### TEXT EXTRACT
Even under the toy model that all trials either have a zero effect size or an effect size of exactly $\delta$ and all trials have the same power $q$ at an effect size of $\delta$, and the same probability $p$ of a non-zero effect, and the tests have their correct size, you could get a false discovery rate of 40% with small $p$ and larger $q$ or large $p$ and small $q$. With high power, the second study is much more likely to be positive when the first study was a true discovery; with low power, not so much.
Let $\alpha=0.025$ be the size of the test. We have $pq+(1-p)\alpha$ positive results, with a false discovery rate of
$$\frac{(1-p)\alpha}{(pq+(1-p)\alpha)} =0.4$$
so
$$p=\frac{0.6\alpha}{0.6\alpha+0.4q}$$
The probability of two significant results is
$$pq^2+(1-p)\alpha^2$$
so the conditional probability you want is
$$\frac{pq^2}{pq^2+(1-p)\alpha^2}$$
If you require that $q\geq \alpha$ (so you assume it's impossible for the treatments to be harmful), and take the stereotypical $\alpha=0.025$, the probability is between 0.6 (at $q=0.025$) and 0.984 (at $q=1$).
pf<-function(q,alpha=0.025,fdr=0.4){
    (1-fdr)*alpha/((1-fdr)*alpha+fdr*q)
}

prob2<-function(q,alpha=0.025,fdr=0.4){
    p<-pf(q,alpha,fdr)
    p*q^2/(p*q^2+(1-p)*alpha^2)
}

curve(prob2(x),from=0.025,to=1,ylab="Prob(works)",xlab="Power")

### SUPPLIED RECORDS
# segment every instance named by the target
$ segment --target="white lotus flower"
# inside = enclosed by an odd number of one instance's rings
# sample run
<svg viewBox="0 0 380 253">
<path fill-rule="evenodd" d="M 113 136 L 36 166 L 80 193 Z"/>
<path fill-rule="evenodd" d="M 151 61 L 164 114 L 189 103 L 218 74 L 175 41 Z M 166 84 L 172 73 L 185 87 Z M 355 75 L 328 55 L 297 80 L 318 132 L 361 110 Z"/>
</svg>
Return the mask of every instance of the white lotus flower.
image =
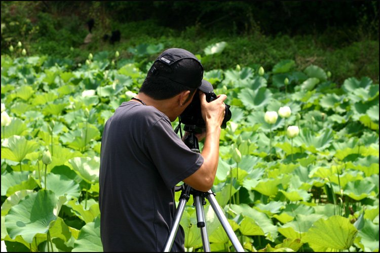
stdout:
<svg viewBox="0 0 380 253">
<path fill-rule="evenodd" d="M 12 119 L 7 112 L 4 111 L 2 112 L 2 126 L 7 126 L 12 122 Z"/>
<path fill-rule="evenodd" d="M 289 138 L 294 138 L 299 134 L 299 129 L 296 125 L 289 125 L 288 126 L 286 134 Z"/>
<path fill-rule="evenodd" d="M 288 118 L 291 114 L 292 111 L 289 106 L 284 106 L 280 107 L 278 110 L 278 114 L 282 118 Z"/>
<path fill-rule="evenodd" d="M 264 116 L 264 119 L 267 123 L 269 124 L 274 124 L 276 121 L 277 121 L 277 118 L 278 115 L 277 113 L 275 111 L 267 111 L 265 113 L 265 116 Z"/>
<path fill-rule="evenodd" d="M 127 91 L 125 92 L 125 95 L 127 96 L 128 99 L 131 99 L 132 98 L 134 98 L 137 95 L 136 93 L 131 91 Z"/>
<path fill-rule="evenodd" d="M 95 95 L 95 90 L 86 90 L 83 91 L 82 93 L 82 97 L 89 97 L 90 96 L 94 96 Z"/>
<path fill-rule="evenodd" d="M 44 155 L 42 156 L 42 162 L 45 164 L 50 164 L 52 163 L 52 155 L 49 150 L 44 152 Z"/>
</svg>

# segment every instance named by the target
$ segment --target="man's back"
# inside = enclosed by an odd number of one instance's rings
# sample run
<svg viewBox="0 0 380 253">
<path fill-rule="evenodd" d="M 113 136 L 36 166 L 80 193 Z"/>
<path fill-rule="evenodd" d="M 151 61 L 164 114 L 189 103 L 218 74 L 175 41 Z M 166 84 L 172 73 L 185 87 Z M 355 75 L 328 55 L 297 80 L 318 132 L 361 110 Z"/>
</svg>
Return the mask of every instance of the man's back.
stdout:
<svg viewBox="0 0 380 253">
<path fill-rule="evenodd" d="M 102 137 L 99 175 L 104 251 L 161 251 L 175 210 L 174 186 L 202 165 L 155 107 L 124 102 Z M 172 251 L 183 250 L 181 228 Z"/>
</svg>

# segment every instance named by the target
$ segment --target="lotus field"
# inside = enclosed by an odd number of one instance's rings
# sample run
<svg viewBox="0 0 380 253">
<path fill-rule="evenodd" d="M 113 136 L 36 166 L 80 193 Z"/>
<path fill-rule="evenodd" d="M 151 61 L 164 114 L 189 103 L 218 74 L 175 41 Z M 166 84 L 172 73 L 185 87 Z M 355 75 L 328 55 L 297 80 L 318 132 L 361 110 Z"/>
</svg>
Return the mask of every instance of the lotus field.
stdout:
<svg viewBox="0 0 380 253">
<path fill-rule="evenodd" d="M 102 251 L 101 134 L 138 93 L 152 63 L 141 56 L 162 49 L 153 46 L 132 49 L 133 59 L 90 54 L 82 64 L 2 56 L 8 251 Z M 214 46 L 197 55 L 202 62 L 220 53 Z M 378 251 L 378 84 L 365 76 L 336 83 L 328 70 L 299 70 L 291 59 L 261 65 L 204 74 L 231 106 L 212 190 L 242 245 L 249 252 Z M 193 203 L 180 224 L 186 249 L 202 251 Z M 204 208 L 211 250 L 234 251 L 208 202 Z"/>
</svg>

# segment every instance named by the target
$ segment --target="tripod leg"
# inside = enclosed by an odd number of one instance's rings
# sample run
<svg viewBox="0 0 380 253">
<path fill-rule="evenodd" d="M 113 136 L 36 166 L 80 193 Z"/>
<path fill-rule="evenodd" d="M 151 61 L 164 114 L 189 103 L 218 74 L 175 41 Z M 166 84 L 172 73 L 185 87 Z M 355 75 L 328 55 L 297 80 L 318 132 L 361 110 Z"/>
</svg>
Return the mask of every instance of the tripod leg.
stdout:
<svg viewBox="0 0 380 253">
<path fill-rule="evenodd" d="M 208 194 L 207 198 L 208 201 L 210 202 L 210 204 L 211 205 L 212 208 L 214 209 L 216 216 L 218 217 L 219 221 L 220 222 L 223 228 L 224 229 L 227 235 L 228 236 L 230 240 L 231 241 L 232 244 L 235 248 L 235 250 L 237 252 L 244 252 L 244 249 L 243 248 L 240 242 L 239 241 L 237 236 L 235 234 L 232 228 L 230 225 L 227 218 L 224 216 L 223 213 L 223 210 L 220 208 L 220 206 L 218 204 L 216 199 L 215 198 L 214 196 L 214 193 L 210 190 L 207 192 Z"/>
<path fill-rule="evenodd" d="M 202 242 L 203 244 L 203 250 L 205 252 L 210 252 L 210 242 L 207 236 L 207 230 L 206 229 L 206 221 L 205 220 L 205 212 L 202 204 L 201 198 L 199 195 L 194 195 L 196 210 L 197 211 L 197 219 L 198 223 L 197 226 L 201 229 Z"/>
<path fill-rule="evenodd" d="M 174 242 L 174 238 L 177 234 L 177 231 L 179 226 L 179 222 L 181 221 L 181 218 L 182 218 L 182 215 L 183 214 L 186 203 L 189 198 L 190 189 L 190 186 L 186 186 L 181 195 L 175 216 L 174 216 L 174 219 L 173 221 L 173 225 L 170 230 L 170 234 L 169 234 L 165 243 L 165 247 L 164 247 L 164 249 L 163 249 L 163 252 L 169 252 L 170 249 L 171 249 L 172 246 L 173 246 L 173 243 Z"/>
</svg>

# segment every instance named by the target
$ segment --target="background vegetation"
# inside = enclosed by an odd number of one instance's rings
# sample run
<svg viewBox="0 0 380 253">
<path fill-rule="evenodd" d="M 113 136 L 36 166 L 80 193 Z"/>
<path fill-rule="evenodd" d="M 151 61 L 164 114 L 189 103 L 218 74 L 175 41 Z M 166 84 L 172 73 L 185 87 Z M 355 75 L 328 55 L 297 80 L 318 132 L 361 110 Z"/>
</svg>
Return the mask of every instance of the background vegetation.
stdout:
<svg viewBox="0 0 380 253">
<path fill-rule="evenodd" d="M 121 57 L 142 43 L 161 43 L 202 54 L 225 41 L 206 69 L 283 59 L 300 69 L 320 66 L 342 81 L 348 76 L 378 80 L 377 1 L 2 2 L 2 54 L 19 41 L 28 55 L 46 54 L 84 63 L 90 52 L 118 50 Z M 84 44 L 94 19 L 92 42 Z M 119 30 L 120 41 L 102 40 Z M 146 58 L 146 56 L 145 58 Z M 155 56 L 151 56 L 151 59 Z"/>
</svg>

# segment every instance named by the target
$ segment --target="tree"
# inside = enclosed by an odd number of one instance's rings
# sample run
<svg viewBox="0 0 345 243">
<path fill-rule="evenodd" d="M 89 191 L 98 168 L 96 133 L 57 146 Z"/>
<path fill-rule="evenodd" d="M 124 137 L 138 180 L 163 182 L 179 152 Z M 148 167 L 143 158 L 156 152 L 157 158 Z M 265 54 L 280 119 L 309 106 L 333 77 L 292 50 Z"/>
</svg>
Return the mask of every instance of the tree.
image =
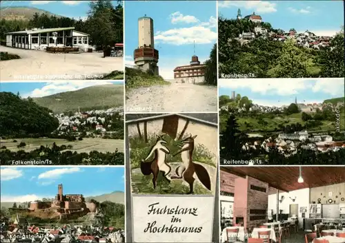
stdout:
<svg viewBox="0 0 345 243">
<path fill-rule="evenodd" d="M 324 48 L 319 55 L 321 76 L 339 78 L 344 76 L 344 29 L 331 41 L 330 47 Z"/>
<path fill-rule="evenodd" d="M 291 39 L 285 41 L 277 65 L 268 74 L 272 78 L 304 78 L 308 76 L 308 58 Z"/>
<path fill-rule="evenodd" d="M 230 98 L 229 96 L 227 95 L 221 95 L 219 96 L 219 107 L 226 105 L 230 101 Z"/>
<path fill-rule="evenodd" d="M 87 28 L 93 44 L 97 47 L 123 42 L 123 9 L 120 3 L 115 8 L 109 0 L 90 3 Z"/>
<path fill-rule="evenodd" d="M 288 115 L 290 115 L 290 114 L 296 114 L 296 113 L 299 113 L 299 109 L 298 109 L 298 106 L 295 103 L 290 104 L 290 105 L 286 109 L 286 113 Z"/>
<path fill-rule="evenodd" d="M 225 130 L 219 138 L 220 157 L 229 160 L 238 158 L 241 153 L 241 134 L 234 113 L 231 113 L 226 122 Z"/>
<path fill-rule="evenodd" d="M 205 62 L 205 83 L 217 85 L 217 44 L 213 45 L 210 53 L 210 59 Z"/>
<path fill-rule="evenodd" d="M 307 121 L 308 120 L 313 119 L 313 117 L 311 117 L 310 115 L 309 115 L 308 114 L 306 114 L 306 112 L 302 112 L 302 119 L 303 121 Z"/>
</svg>

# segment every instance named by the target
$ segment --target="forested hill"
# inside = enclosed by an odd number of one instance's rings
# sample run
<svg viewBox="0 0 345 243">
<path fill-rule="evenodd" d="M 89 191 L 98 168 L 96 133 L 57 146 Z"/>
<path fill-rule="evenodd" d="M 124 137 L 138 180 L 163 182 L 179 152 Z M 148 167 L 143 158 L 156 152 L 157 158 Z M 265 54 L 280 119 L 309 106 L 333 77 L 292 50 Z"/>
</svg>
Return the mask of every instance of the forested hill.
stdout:
<svg viewBox="0 0 345 243">
<path fill-rule="evenodd" d="M 124 14 L 121 1 L 91 1 L 89 9 L 83 17 L 74 19 L 54 14 L 34 8 L 7 8 L 1 9 L 0 41 L 4 41 L 6 33 L 25 29 L 75 27 L 75 30 L 90 34 L 90 43 L 97 47 L 124 41 Z M 68 8 L 68 6 L 64 8 Z M 3 16 L 4 17 L 3 17 Z"/>
<path fill-rule="evenodd" d="M 49 11 L 39 8 L 28 6 L 3 7 L 0 9 L 1 19 L 5 20 L 26 20 L 28 21 L 37 13 L 39 15 L 46 14 L 48 17 L 55 16 L 61 17 L 62 16 L 55 14 Z"/>
<path fill-rule="evenodd" d="M 329 98 L 328 100 L 324 100 L 324 103 L 332 103 L 333 105 L 337 105 L 338 102 L 344 102 L 345 97 L 333 98 Z"/>
<path fill-rule="evenodd" d="M 44 136 L 59 127 L 49 109 L 24 100 L 10 92 L 0 92 L 0 136 L 40 134 Z"/>
<path fill-rule="evenodd" d="M 55 113 L 103 109 L 124 105 L 124 85 L 109 84 L 33 98 L 39 105 L 48 107 Z"/>
</svg>

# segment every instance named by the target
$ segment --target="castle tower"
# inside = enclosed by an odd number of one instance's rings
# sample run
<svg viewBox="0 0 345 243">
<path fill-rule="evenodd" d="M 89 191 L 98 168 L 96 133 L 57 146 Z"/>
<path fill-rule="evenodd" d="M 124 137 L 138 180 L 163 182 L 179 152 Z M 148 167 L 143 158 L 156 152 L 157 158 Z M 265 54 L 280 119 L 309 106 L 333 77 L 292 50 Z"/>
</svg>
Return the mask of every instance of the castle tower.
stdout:
<svg viewBox="0 0 345 243">
<path fill-rule="evenodd" d="M 195 41 L 194 41 L 194 55 L 192 56 L 192 61 L 189 63 L 191 65 L 200 65 L 199 57 L 195 55 Z"/>
<path fill-rule="evenodd" d="M 153 41 L 153 19 L 146 17 L 138 19 L 139 47 L 155 47 Z"/>
<path fill-rule="evenodd" d="M 59 184 L 57 186 L 57 200 L 62 201 L 62 196 L 63 196 L 62 184 Z"/>
<path fill-rule="evenodd" d="M 241 10 L 239 8 L 237 10 L 237 19 L 242 19 L 242 15 L 241 14 Z"/>
<path fill-rule="evenodd" d="M 145 14 L 138 19 L 138 48 L 134 51 L 134 62 L 144 71 L 159 75 L 158 50 L 155 49 L 153 19 Z"/>
</svg>

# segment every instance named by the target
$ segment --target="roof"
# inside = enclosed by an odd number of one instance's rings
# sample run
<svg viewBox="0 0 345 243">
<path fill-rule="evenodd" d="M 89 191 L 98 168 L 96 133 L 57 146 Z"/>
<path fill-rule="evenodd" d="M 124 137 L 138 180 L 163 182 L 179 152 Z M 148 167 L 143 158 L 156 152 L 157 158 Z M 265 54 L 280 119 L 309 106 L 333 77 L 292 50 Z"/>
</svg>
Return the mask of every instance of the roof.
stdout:
<svg viewBox="0 0 345 243">
<path fill-rule="evenodd" d="M 260 15 L 256 15 L 256 14 L 247 15 L 244 17 L 244 19 L 262 19 Z"/>
<path fill-rule="evenodd" d="M 61 31 L 61 30 L 74 30 L 74 27 L 66 27 L 66 28 L 53 28 L 49 29 L 33 29 L 33 30 L 22 30 L 22 31 L 16 31 L 12 32 L 8 32 L 6 34 L 38 34 L 38 33 L 45 33 L 45 32 L 52 32 L 55 31 Z"/>
<path fill-rule="evenodd" d="M 90 35 L 90 34 L 84 33 L 84 32 L 80 32 L 80 31 L 77 31 L 77 30 L 73 30 L 73 32 L 77 32 L 77 33 L 79 33 L 79 34 L 81 34 Z"/>
<path fill-rule="evenodd" d="M 146 14 L 145 14 L 145 16 L 139 18 L 138 20 L 144 19 L 149 19 L 153 20 L 153 19 L 152 19 L 152 18 L 150 18 L 150 17 L 147 17 Z"/>
<path fill-rule="evenodd" d="M 181 70 L 193 70 L 193 69 L 197 69 L 197 68 L 204 68 L 206 65 L 205 64 L 200 64 L 200 65 L 186 65 L 184 66 L 179 66 L 176 67 L 174 69 L 174 71 L 178 71 Z"/>
<path fill-rule="evenodd" d="M 194 120 L 194 121 L 195 121 L 197 123 L 204 123 L 204 124 L 206 124 L 206 125 L 210 125 L 210 126 L 213 126 L 213 127 L 218 127 L 218 124 L 216 123 L 210 122 L 210 121 L 208 121 L 208 120 L 206 120 L 206 119 L 202 119 L 201 118 L 197 118 L 197 117 L 195 117 L 196 116 L 195 115 L 208 115 L 208 114 L 191 114 L 190 115 L 192 115 L 193 116 L 192 116 L 186 115 L 186 114 L 152 114 L 151 116 L 150 116 L 149 114 L 148 114 L 148 116 L 146 117 L 139 118 L 136 118 L 135 119 L 135 118 L 134 118 L 135 114 L 130 114 L 130 114 L 126 114 L 126 124 L 134 124 L 134 123 L 140 123 L 140 122 L 148 121 L 148 120 L 150 120 L 162 119 L 162 118 L 164 118 L 166 117 L 168 117 L 168 116 L 179 116 L 181 118 L 192 120 Z M 210 114 L 210 115 L 213 115 L 213 114 Z M 130 116 L 133 117 L 133 118 L 130 119 Z M 210 117 L 208 117 L 208 118 L 210 118 Z M 207 120 L 210 120 L 210 119 L 207 119 Z"/>
</svg>

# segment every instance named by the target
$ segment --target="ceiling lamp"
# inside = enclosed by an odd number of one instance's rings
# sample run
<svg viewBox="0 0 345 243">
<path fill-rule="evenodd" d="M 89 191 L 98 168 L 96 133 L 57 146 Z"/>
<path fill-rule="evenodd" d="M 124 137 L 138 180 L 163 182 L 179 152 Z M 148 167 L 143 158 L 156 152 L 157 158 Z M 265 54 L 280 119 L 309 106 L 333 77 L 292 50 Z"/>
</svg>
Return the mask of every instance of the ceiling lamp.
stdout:
<svg viewBox="0 0 345 243">
<path fill-rule="evenodd" d="M 299 167 L 299 176 L 297 180 L 298 183 L 304 182 L 304 180 L 303 180 L 303 177 L 302 177 L 302 167 Z"/>
</svg>

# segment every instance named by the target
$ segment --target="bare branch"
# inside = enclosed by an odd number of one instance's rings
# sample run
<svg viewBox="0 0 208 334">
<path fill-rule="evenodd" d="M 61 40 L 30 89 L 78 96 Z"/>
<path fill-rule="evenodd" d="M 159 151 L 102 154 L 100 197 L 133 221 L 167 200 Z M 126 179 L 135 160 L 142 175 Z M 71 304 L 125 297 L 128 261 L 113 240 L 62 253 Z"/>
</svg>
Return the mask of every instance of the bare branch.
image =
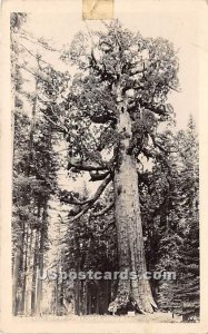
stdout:
<svg viewBox="0 0 208 334">
<path fill-rule="evenodd" d="M 152 104 L 145 102 L 141 99 L 139 99 L 139 104 L 141 107 L 143 107 L 155 114 L 162 115 L 162 116 L 167 115 L 165 106 L 153 106 Z"/>
<path fill-rule="evenodd" d="M 103 209 L 101 209 L 98 213 L 91 213 L 92 217 L 98 217 L 98 216 L 102 216 L 106 213 L 108 213 L 112 207 L 115 206 L 115 202 L 110 203 L 108 206 L 106 206 Z"/>
<path fill-rule="evenodd" d="M 100 166 L 100 165 L 90 165 L 90 164 L 85 164 L 85 163 L 72 163 L 71 160 L 68 163 L 68 168 L 76 168 L 79 170 L 83 171 L 95 171 L 95 170 L 107 170 L 108 167 L 106 165 Z"/>
<path fill-rule="evenodd" d="M 109 170 L 106 173 L 90 171 L 90 176 L 91 176 L 90 181 L 102 180 L 109 175 L 109 173 L 110 173 Z"/>
</svg>

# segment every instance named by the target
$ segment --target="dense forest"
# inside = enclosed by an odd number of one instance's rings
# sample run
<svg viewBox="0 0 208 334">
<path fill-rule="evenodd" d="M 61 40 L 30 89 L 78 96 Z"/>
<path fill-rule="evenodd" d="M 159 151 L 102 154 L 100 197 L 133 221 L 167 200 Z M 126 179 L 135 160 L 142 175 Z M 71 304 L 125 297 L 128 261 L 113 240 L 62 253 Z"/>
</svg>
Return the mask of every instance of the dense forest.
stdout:
<svg viewBox="0 0 208 334">
<path fill-rule="evenodd" d="M 10 22 L 13 315 L 199 318 L 198 136 L 168 102 L 175 47 L 115 20 L 56 50 L 27 20 Z"/>
</svg>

### WORK TO DO
#1 List the named arguments passed in the call to curve in the R code at the end of the false discovery rate text.
#2 Reproduce the entries from their first line up to and including the line containing "289 138 L 294", substituting "pink lotus flower" for "white lotus flower" and leaving everything else unchanged. Omit the pictures.

### PER-TASK ANSWERS
#1 from, to, ylab, xlab

#2
# segment every instance named by the target
$ segment --target="pink lotus flower"
# inside = enclosed by an odd number of one instance's rings
# sample run
<svg viewBox="0 0 380 253">
<path fill-rule="evenodd" d="M 113 136 L 36 166 L 80 193 Z"/>
<path fill-rule="evenodd" d="M 151 61 L 164 114 L 189 103 L 218 74 L 175 41 Z M 166 84 L 172 73 L 185 87 Z M 355 75 L 328 55 L 297 80 L 318 132 L 361 110 Z"/>
</svg>
Return the mask of every instance of the pink lotus flower.
image =
stdout:
<svg viewBox="0 0 380 253">
<path fill-rule="evenodd" d="M 12 119 L 7 112 L 4 111 L 2 112 L 2 126 L 7 126 L 12 122 Z"/>
<path fill-rule="evenodd" d="M 289 138 L 294 138 L 299 134 L 299 129 L 296 125 L 289 125 L 288 126 L 286 134 Z"/>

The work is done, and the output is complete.